Top of Provided data

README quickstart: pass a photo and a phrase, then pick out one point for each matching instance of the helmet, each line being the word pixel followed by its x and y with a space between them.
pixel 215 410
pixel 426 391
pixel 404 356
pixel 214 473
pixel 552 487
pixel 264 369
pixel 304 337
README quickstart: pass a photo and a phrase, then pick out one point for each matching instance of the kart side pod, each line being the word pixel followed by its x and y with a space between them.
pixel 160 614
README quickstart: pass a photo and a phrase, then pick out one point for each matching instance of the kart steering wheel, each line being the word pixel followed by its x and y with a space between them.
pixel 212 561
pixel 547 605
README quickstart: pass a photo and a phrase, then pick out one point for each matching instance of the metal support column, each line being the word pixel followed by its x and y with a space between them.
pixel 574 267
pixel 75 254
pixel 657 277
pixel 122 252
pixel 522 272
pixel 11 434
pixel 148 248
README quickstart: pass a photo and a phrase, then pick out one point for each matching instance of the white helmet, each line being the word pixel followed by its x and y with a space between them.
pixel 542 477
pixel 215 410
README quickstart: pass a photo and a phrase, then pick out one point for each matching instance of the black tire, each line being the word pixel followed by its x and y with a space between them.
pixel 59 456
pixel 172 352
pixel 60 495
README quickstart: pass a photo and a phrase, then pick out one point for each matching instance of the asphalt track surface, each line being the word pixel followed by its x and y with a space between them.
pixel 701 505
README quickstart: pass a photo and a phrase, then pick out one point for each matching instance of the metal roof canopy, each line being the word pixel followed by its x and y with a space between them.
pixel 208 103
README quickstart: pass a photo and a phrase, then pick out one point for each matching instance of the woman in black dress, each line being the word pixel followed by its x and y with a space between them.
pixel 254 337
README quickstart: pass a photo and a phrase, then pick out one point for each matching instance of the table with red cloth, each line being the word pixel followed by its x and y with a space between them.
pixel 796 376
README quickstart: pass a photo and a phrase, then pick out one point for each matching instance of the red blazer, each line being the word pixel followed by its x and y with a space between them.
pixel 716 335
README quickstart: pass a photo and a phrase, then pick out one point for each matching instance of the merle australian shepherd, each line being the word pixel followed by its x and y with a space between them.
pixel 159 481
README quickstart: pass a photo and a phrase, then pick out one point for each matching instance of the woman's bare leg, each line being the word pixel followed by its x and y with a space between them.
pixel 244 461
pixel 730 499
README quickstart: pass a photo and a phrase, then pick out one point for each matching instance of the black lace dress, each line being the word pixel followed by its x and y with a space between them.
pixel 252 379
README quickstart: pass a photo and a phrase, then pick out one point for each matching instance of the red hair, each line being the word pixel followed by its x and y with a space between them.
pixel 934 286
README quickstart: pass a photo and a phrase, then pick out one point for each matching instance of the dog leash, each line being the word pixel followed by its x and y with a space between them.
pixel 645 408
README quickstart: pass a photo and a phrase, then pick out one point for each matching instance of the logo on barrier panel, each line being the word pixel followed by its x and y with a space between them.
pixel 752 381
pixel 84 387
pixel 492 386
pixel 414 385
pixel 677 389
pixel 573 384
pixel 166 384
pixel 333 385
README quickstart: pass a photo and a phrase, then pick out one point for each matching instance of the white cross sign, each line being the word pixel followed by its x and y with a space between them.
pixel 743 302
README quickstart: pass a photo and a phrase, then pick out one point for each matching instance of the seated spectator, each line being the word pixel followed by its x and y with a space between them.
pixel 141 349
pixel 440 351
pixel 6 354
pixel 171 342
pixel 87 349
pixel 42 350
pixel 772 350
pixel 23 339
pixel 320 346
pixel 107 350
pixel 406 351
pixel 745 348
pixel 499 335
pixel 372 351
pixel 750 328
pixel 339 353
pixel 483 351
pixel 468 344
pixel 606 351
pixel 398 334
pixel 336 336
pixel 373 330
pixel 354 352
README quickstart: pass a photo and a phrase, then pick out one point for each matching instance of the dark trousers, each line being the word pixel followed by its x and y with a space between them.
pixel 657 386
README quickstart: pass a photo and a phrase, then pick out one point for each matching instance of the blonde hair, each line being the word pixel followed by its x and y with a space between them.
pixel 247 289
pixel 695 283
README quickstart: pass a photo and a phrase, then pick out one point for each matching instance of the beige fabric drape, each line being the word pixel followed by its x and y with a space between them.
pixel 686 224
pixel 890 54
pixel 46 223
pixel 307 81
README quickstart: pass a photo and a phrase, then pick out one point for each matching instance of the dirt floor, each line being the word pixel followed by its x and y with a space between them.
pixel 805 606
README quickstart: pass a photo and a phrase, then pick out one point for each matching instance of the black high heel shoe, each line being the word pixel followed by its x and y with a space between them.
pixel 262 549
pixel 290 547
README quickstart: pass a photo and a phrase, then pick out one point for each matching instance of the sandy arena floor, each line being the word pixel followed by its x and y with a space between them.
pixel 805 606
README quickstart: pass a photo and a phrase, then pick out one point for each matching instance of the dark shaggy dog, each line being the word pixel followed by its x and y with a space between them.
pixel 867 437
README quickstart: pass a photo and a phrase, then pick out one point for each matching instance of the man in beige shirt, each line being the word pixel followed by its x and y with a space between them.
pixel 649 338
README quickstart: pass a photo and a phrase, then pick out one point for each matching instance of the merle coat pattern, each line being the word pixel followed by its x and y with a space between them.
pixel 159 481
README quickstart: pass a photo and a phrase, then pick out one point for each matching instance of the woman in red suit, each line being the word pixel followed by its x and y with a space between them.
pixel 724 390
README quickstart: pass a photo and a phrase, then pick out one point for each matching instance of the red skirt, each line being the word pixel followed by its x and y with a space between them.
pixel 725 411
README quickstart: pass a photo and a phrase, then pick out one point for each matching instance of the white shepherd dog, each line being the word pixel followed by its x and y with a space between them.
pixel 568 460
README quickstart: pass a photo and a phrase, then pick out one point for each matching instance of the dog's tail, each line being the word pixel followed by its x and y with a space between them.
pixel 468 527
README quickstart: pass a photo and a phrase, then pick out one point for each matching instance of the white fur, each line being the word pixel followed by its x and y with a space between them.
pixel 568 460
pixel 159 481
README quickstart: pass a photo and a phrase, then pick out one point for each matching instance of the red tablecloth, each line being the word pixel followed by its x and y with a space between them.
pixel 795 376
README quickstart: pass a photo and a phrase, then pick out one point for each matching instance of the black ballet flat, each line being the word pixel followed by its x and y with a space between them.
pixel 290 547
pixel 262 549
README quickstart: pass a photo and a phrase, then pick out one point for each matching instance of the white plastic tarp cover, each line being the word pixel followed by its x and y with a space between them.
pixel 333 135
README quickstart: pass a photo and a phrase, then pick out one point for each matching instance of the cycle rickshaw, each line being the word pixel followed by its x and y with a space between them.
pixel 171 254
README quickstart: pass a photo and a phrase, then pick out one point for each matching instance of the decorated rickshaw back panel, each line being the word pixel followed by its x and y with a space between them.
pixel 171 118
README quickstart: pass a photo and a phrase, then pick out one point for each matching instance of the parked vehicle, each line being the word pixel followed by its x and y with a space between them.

Bottom of Provided data

*Required action*.
The data is to be given again in full, with every line exact.

*Result of the exercise*.
README quickstart: pass a photo and a phrase, then pick out one point for each matching instance of the helmet, each line being the word pixel followed by its x and y with a space between them.
pixel 215 410
pixel 426 391
pixel 404 356
pixel 214 473
pixel 552 487
pixel 264 369
pixel 304 337
README quickstart: pass a photo and a phrase, then pick out one point for each matching instance of the kart side pod, each line being the word pixel followed by its x and y with a space between them.
pixel 160 614
README quickstart: pass a photo and a phrase, then pick out one point for each matching instance of the kart steering wheel, each line being the word pixel followed by its x and y with a space between them.
pixel 212 561
pixel 547 605
README quickstart: pass a photo and a phrase, then pick out one point for each matching instance of the metal support column, each line being the word pixel followed by its x and y with a space between them.
pixel 574 267
pixel 75 254
pixel 657 277
pixel 122 252
pixel 522 272
pixel 11 434
pixel 148 248
README quickstart: pass a photo and a phrase, then pick out one point for each matching instance of the white helmet, each line being the word pixel followed by its x and y with a space between them.
pixel 542 477
pixel 215 410
README quickstart: pass a photo and a phrase, then pick out one point for each matching instance of the black tire, each line being the word pixel followed by its x and y with a space between them.
pixel 59 456
pixel 172 352
pixel 60 495
README quickstart: pass a photo and a phrase, then pick out one point for each matching instance of the asphalt track surface, each line being the word pixel followed by its x and y with a space between them.
pixel 701 505
README quickstart: pass a photo and a phrase, then pick out one point for each matching instance of the metal roof canopy, each line being the word pixel followed by its x and y with a space between them.
pixel 208 103
README quickstart: pass a photo and a phrase, then pick out one point for each matching instance of the woman in black dress, each line being the word pixel followed by its x and y with a space between them.
pixel 254 337
README quickstart: pass a photo and a phrase, then pick out one point for each matching instance of the table with red cloth, each line being the word pixel followed by its x and y with a space between them.
pixel 796 376
README quickstart: pass a photo and a phrase, then pick out one point for each matching instance of the red blazer, each line being the word pixel followed by its x and y with a space between them.
pixel 716 335
README quickstart: pass a photo and a phrase, then pick out one point for each matching instance of the merle australian shepherd, each line being the word pixel followed by its x and y with a space between them.
pixel 159 481
README quickstart: pass a photo and a phrase, then pick out one point for each matching instance of the woman's bare leg, each line being the word pixel followed by its x and y with a space between them.
pixel 244 461
pixel 730 499
README quickstart: pass a photo and a phrase, then pick out one point for each matching instance of the black lace dress, each line being the word pixel followed by its x and y with a space between them.
pixel 252 379
README quickstart: pass a photo and a phrase, then pick out one point for each matching instance of the red hair, each line being the word pixel followed by its x and y with a space between them.
pixel 934 286
README quickstart: pass a photo and a phrase, then pick out one point for each matching instance of the dog leash, each line being the word pixel followed by its x and y with a space between them.
pixel 645 408
README quickstart: pass a photo and a phrase, then pick out one point for each matching instance of the logo on barrier panel, each line being the word pixel followed by its x and y with a space between them.
pixel 752 381
pixel 84 387
pixel 492 386
pixel 414 385
pixel 677 389
pixel 573 384
pixel 166 384
pixel 333 385
README quickstart: pass a photo and a phrase, then pick out one point for each matching instance of the white cross sign, each line being the word pixel followed by its x and y with a space between them.
pixel 743 302
README quickstart: pass a photo and a phrase, then pick out one point for each matching instance of the seated spectator, each line being the word pixel followed by its x and y with a space between them.
pixel 141 349
pixel 440 351
pixel 6 354
pixel 171 342
pixel 87 349
pixel 42 350
pixel 772 350
pixel 23 339
pixel 320 346
pixel 107 350
pixel 406 351
pixel 745 348
pixel 499 335
pixel 372 351
pixel 750 328
pixel 339 353
pixel 483 351
pixel 468 344
pixel 606 351
pixel 398 334
pixel 336 336
pixel 373 330
pixel 354 352
README quickstart: pass a photo and a phrase, then pick out one point for each matching instance of the dark trousers, each line being the word pixel followed by its x and y with a space between them.
pixel 657 386
README quickstart: pass a photo and a phrase, then pick out one point for each matching instance of the blonde hair, each line being the word pixel followed by its x and y with a space between them.
pixel 247 289
pixel 695 283
README quickstart: pass a photo and a phrase, then pick out one point for each matching instance of the beige fabric drape, each line being the word pixel followed by its x and y with a space between them.
pixel 686 224
pixel 890 54
pixel 46 223
pixel 307 81
README quickstart: pass a photo and a phrase, then pick out one point for each matching instance of the dirt floor, each line being the word pixel followed by its x and y with a space between them.
pixel 805 606
README quickstart: pass a photo and a phrase, then pick out one point for each matching instance of the black high heel shoe, each line being the word pixel followed by its x and y with a space between them.
pixel 262 549
pixel 290 547
README quickstart: pass a photo and a phrase, then pick out one point for each matching instance of the sandy arena floor, each line being the word pixel followed by its x and y with a space between them.
pixel 805 606
README quickstart: pass a photo and a phrase, then pick out one point for each matching instance of the dark shaggy dog, each line being the word pixel followed by its x and y with a space between them.
pixel 867 437
README quickstart: pass a photo and a phrase, then pick out one point for each matching instance of the man in beige shirt, each line being the word pixel followed by its x and y with a space between them.
pixel 649 338
README quickstart: pass a photo and a phrase, then pick out one point for each matching instance of the merle coat pattern, each line being the word pixel followed by its x and y with a space between them.
pixel 159 481
README quickstart: pass a photo and a phrase, then pick out one point for each matching instance of the woman in red suit, each line being the word pixel followed by its x and y with a space between them.
pixel 724 390
README quickstart: pass a photo and a phrase, then pick out one point for each matching instance of the red skirt, each line being the word pixel followed by its x and y with a space between them.
pixel 725 411
README quickstart: pass a photo and a phrase, then pick out one point for each matching instance of the white shepherd dog, each line being the word pixel followed by its x and y with a space between them.
pixel 568 460
README quickstart: pass a photo and a phrase, then pick out one point for each matching instance of the dog's tail, each line being the word pixel followed by its x and y with a space between them.
pixel 468 527
README quickstart: pass a photo and a phrase, then pick out one point for each matching instance of the white fur, each line being the word pixel followed by its x and y with a space between them.
pixel 568 460
pixel 159 481
README quickstart: pass a photo and a phrase, then pick out one point for each matching instance of the red tablecloth, each line being the word pixel followed by its x and y with a space between them.
pixel 795 376
README quickstart: pass a photo and a phrase, then pick out one point for each matching instance of the black ballet flat, each line being the word pixel followed by its x and y with a space between them.
pixel 290 547
pixel 262 549
README quickstart: pass a photo and a phrase, then pick out one point for each matching instance of the white plastic tarp cover, each line being the word pixel followed by its x and y with a space between them.
pixel 333 135
README quickstart: pass a photo and a phrase, then pick out one point for each matching instance of the cycle rickshaw, each line being the word pixel followed by its x and y with a space between them.
pixel 171 254
README quickstart: pass a photo and a phrase, then pick out one point for each matching instance of the decorated rickshaw back panel, each line being the word pixel followed by its x and y with a space between them.
pixel 171 118
README quickstart: pass a photo and a phrase, then pick out one point for each matching instance of the parked vehicle, each line being the word pixel followed by its x and y with a space between them.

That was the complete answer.